NewsBite

Amy Shark: ‘I don’t have any fear’

Her lyrics are typically raw and direct. But what is it about Amy Shark’s new song that left her Sony boss in tears?

Amy Shark. Picture: Harold David
Amy Shark. Picture: Harold David

On an overcast Wednesday afternoon in early April, the only shark sighting on Sydney Harbour is the barefoot thrill-seeker in the front row of a yellow jet boat, white-knuckle hands gripping the safety rail for dear life. Amy Shark is one of two dozen purple poncho-clad passengers gasping and grinning like giddy kids as the driver executes another 360-degree turn, sending buckets of saltwater raining down. Halfway through the high-speed whip around the famous harbour of the city she has only recently called home, the artist, whose driver’s licence reads Amy Billings, wipes her eyes. The boat ride was her idea, intended as a refreshing tonic ahead of a packed schedule of Zoom calls with media here and abroad, but she didn’t expect us to get quite so wet. “I’m sorry,” she says. “We should have gone fishing.”

The day started in a much calmer and more controlled setting, with one woman and her Martin acoustic guitar reaching across oceans to her fans in Los Angeles as part of a six-date “digital tour” of the US, live-streamed from the recording studio at her label’s inner-city office. “Thank you for ­tuning in to my living room acoustic, very chilled-out ­session today,” she said, looking down the barrel of the camera. Dressed down in a loose blue jumper and jeans torn at the knees, Shark, 34, worked through eight tracks in 40 minutes, telling stories and smiling at the three record label staff in the room who applauded each song in an attempt to cut through the unavoidable awkwardness; we’ve learnt over the past year that watching on a screen is often a poor substitute for live music.

Shark selected four singles from her upcoming second album Cry Forever as well as four tracks from her chart-topping debut Love Monster, which won album of the year at the 2018 ARIA Awards alongside two other trophies. Scrubbed of the electronic beats and atmospherics that define her distinctive pop sound, this stripped-back ­performance offered viewers the chance to see the artist playing these songs as they were written, with only her voice and a guitar. “This one definitely showcases a dark part of this new album,” she said to the camera while introducing All the Lies About Me. “I love it, because any time I feel a little lost or misunderstood, I write a song and I feel good again. So I’ve kind of unloaded all my shit onto you guys. Once this album’s out, it’s going to feel so good: I’m just going to go and frolic in the fields, and you guys can deal with all my issues, and take them on yourself.”

**Required tasks:**
1. Translate this sentence from the Amy Shark profile into Spanish: "The boat ride was her idea, intended as a refreshing tonic ahead of a packed schedule of Zoom calls with media here and abroad, but she didn’t expect us to get quite so wet."
2. Carry the Amy Shark profile forward, picking up right after its final sentence.

**Record excerpts:**

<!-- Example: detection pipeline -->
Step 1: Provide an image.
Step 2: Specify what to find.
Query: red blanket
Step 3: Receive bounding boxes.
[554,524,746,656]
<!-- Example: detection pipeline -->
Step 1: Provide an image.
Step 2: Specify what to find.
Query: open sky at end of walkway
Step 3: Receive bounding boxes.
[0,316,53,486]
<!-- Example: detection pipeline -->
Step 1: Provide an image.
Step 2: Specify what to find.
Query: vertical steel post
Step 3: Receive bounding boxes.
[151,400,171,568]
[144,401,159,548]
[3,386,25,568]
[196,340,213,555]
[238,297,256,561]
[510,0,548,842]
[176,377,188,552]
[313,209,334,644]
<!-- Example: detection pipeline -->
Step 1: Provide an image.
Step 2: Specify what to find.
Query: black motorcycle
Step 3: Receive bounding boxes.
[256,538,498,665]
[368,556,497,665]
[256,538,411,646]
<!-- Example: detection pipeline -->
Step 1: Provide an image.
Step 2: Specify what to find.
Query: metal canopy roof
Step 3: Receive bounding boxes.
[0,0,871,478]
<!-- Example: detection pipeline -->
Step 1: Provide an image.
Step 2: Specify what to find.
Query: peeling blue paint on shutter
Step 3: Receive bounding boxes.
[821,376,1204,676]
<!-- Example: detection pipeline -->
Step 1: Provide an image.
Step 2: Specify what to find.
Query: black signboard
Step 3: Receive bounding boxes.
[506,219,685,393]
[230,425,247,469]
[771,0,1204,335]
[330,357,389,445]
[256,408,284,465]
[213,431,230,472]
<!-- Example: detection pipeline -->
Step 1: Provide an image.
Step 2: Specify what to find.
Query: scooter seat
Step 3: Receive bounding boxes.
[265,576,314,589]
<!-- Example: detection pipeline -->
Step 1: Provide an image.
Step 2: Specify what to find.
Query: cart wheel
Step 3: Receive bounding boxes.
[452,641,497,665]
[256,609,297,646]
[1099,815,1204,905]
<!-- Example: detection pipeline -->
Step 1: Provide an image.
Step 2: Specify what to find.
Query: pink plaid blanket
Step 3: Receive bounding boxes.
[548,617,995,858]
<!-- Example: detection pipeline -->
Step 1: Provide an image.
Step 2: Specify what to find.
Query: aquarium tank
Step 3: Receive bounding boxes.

**Answers for this exercise:**
1. El paseo en lancha fue idea suya, pensado como un tónico refrescante antes de una apretada agenda de llamadas por Zoom con medios de aquí y del extranjero, pero no esperaba que nos mojáramos tanto.

2.
A smile danced across her face as she said this but there was clearly truth behind the sentiment, for since she arrived on the national stage a few years ago her songwriting has only ever come across as unusually direct. Where many pop performers attempt to create some distance between their true selves and the perspective they’re ­singing from, or vocalise words written for them by other people, Shark’s songs are heavy with detail and wrapped in her feelings and memories.

Her newest single, for instance, came out of a simple query from her co-writer Ed Sheeran, the global chart-topping British artist who wondered whether she ever wrote love songs for her husband. Her response became the title: Love Songs Ain’t For Us. In the studio, Sheeran challenged her to sing it in a higher register than she was used to, and country musician Keith Urban joined her in a duet on the record, although she found a cute way to simultaneously humble-brag and downplay her relationship with these two famous collaborators by noting their distinct absence from the digital show. “Is he playing golf or something?” she said of Urban. “What could be more important than this live-stream today?”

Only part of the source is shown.